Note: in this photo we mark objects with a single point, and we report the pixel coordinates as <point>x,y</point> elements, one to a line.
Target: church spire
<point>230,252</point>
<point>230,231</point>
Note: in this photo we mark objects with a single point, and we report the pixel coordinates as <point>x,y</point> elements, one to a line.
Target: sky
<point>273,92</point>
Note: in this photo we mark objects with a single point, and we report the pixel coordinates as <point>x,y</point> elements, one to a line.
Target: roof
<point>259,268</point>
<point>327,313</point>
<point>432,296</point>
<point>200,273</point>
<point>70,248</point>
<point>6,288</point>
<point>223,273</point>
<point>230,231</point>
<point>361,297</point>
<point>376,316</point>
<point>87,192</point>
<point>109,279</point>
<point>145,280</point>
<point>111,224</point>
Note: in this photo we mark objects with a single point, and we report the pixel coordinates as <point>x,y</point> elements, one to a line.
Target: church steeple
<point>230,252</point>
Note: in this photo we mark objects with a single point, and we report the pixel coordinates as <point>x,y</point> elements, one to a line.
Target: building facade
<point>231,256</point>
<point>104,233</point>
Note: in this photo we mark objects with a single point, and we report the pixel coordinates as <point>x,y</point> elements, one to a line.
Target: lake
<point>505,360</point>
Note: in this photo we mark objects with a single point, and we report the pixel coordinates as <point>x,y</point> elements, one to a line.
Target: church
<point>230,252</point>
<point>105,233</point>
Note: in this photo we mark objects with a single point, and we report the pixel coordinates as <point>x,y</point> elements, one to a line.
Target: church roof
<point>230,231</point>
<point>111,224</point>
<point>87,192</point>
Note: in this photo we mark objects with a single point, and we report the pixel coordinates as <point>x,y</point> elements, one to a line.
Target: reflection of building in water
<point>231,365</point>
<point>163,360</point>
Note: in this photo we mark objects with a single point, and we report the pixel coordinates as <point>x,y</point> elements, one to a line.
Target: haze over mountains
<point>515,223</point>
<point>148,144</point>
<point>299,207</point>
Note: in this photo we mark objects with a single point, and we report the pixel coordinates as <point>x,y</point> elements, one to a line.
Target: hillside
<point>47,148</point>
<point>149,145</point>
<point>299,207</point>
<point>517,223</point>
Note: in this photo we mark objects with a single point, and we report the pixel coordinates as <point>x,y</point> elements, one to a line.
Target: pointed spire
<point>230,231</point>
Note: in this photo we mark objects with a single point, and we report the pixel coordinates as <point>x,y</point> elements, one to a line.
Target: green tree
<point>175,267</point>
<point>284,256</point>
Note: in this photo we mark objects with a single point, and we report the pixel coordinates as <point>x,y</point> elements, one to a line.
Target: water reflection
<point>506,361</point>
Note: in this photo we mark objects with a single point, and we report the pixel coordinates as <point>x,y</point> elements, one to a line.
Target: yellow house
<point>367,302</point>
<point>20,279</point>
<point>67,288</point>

___

▶ _What this task involves_
Exact copies of every record are required.

▶ _Written solution_
Note: in this photo we mark objects with a single point, and we report the pixel coordinates as <point>x,y</point> elements, one to a line.
Target: church spire
<point>230,252</point>
<point>230,231</point>
Note: in this photo we mark objects with a single point, and we report the pixel coordinates as <point>x,y</point> elements, one to a line.
Target: sky
<point>273,92</point>
Note: in this photo we mark objects with a single point, and we report the pixel coordinates as <point>x,y</point> elements, one to a line.
Target: roof
<point>259,268</point>
<point>327,313</point>
<point>432,296</point>
<point>200,273</point>
<point>70,248</point>
<point>6,288</point>
<point>223,273</point>
<point>230,231</point>
<point>361,297</point>
<point>376,316</point>
<point>87,192</point>
<point>109,279</point>
<point>145,280</point>
<point>111,224</point>
Note: in this photo we mark objects with a single point, and we report the pixel coordinates as <point>x,y</point> elements, one to a line.
Target: church steeple
<point>230,252</point>
Note: in this photo we mark objects with a single point, and we report the pixel coordinates as <point>x,y</point> elements, one to a line.
Target: building facade
<point>231,256</point>
<point>104,233</point>
Note: in this photo we mark objects with a single point, and we report the pixel coordinates as <point>x,y</point> elements, one to a line.
Target: lake
<point>505,360</point>
Note: in this photo we mark objects with a single point, and we report the pixel coordinates as <point>x,y</point> elements, one to a line.
Target: church
<point>230,252</point>
<point>105,233</point>
Note: in this photo we mark objects with a single point, and we report the pixel coordinates as <point>x,y</point> elements, one to a line.
Target: church roof
<point>230,231</point>
<point>111,224</point>
<point>87,192</point>
Note: in this photo we mark objects with a single point, and we report the pixel coordinates as <point>x,y</point> elements, one to a line.
Target: reflection of building in water
<point>231,365</point>
<point>163,360</point>
Note: in this photo we mark objects with a single point, and we report the pixel coordinates as <point>x,y</point> elements, one to a line.
Target: haze over mountains
<point>515,223</point>
<point>148,144</point>
<point>299,207</point>
Note: in this photo we mark objects with a single point, and we report the pixel coordinates as <point>x,y</point> elements, one to a line.
Target: hillside
<point>47,148</point>
<point>149,145</point>
<point>299,207</point>
<point>517,223</point>
Note: in this photo we mark objects with a single point, and we report the pixel coordinates as <point>x,y</point> elements, one to a line.
Target: pointed spire
<point>230,231</point>
Note: in this photo we mark objects with a single point, and we report the pixel coordinates as <point>x,y</point> elements, one to a line.
Target: green tree
<point>175,267</point>
<point>284,256</point>
Note: in this photo we mark objects with a single point, and we report the pixel coordinates as <point>x,y</point> elements, one to a line.
Target: water reflection
<point>506,361</point>
Note: in this photo we mark objects with a single point, and we report the pixel coordinates as <point>x,y</point> elements, one to a line.
Target: yellow house
<point>367,302</point>
<point>20,279</point>
<point>67,288</point>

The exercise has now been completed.